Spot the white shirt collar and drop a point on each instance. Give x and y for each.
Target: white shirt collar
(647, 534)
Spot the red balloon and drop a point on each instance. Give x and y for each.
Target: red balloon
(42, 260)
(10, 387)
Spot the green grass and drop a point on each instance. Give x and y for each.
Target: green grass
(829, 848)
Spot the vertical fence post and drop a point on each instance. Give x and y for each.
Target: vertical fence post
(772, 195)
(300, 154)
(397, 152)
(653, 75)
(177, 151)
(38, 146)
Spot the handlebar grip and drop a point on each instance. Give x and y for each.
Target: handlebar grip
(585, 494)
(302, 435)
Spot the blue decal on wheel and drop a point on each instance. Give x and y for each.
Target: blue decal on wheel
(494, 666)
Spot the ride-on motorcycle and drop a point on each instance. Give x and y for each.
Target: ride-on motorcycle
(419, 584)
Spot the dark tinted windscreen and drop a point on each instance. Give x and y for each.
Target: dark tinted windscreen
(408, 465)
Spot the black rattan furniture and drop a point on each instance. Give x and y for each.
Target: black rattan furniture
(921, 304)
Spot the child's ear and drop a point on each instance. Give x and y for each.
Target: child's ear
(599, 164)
□ □ □ □
• **DO THIS**
Copy out each record from above, exactly.

• **IN RESPONSE**
Spot the white shirt collar and drop a point on each instance. Give x and y for each.
Target: white shirt collar
(647, 534)
Spot the red balloon and drop a point on each instance. Give x and y for each.
Target: red balloon
(42, 260)
(10, 387)
Spot the green grass and drop a point on each instance. Give x and y for each.
Target: green grass
(829, 848)
Spot the vertical fence post and drop a point on each instance. Give x and y for each.
Target: vertical fence post
(772, 195)
(300, 154)
(397, 152)
(653, 75)
(177, 151)
(38, 146)
Spot the handlebar grip and drop a point on each instance. Give x and y for each.
Target: handlebar grip
(585, 494)
(302, 435)
Spot the blue decal on wheel and drop a point on each instance. Give x and y for each.
Target: blue decal on wheel
(494, 666)
Spot the ride-on motorcycle and drop a point on each instance. Give x and y for each.
Target: ride-on motorcycle
(419, 584)
Spot the dark tinted windscreen and drop a point on each instance. Give x and y for each.
Target: dark tinted windscreen
(408, 465)
Spot the black rattan furniture and drop a point on each instance. Give x and y for each.
Target: black rattan furniture
(921, 304)
Spot the child's ear and drop a point on each instance. Give x and y for each.
Target: child's ear
(599, 164)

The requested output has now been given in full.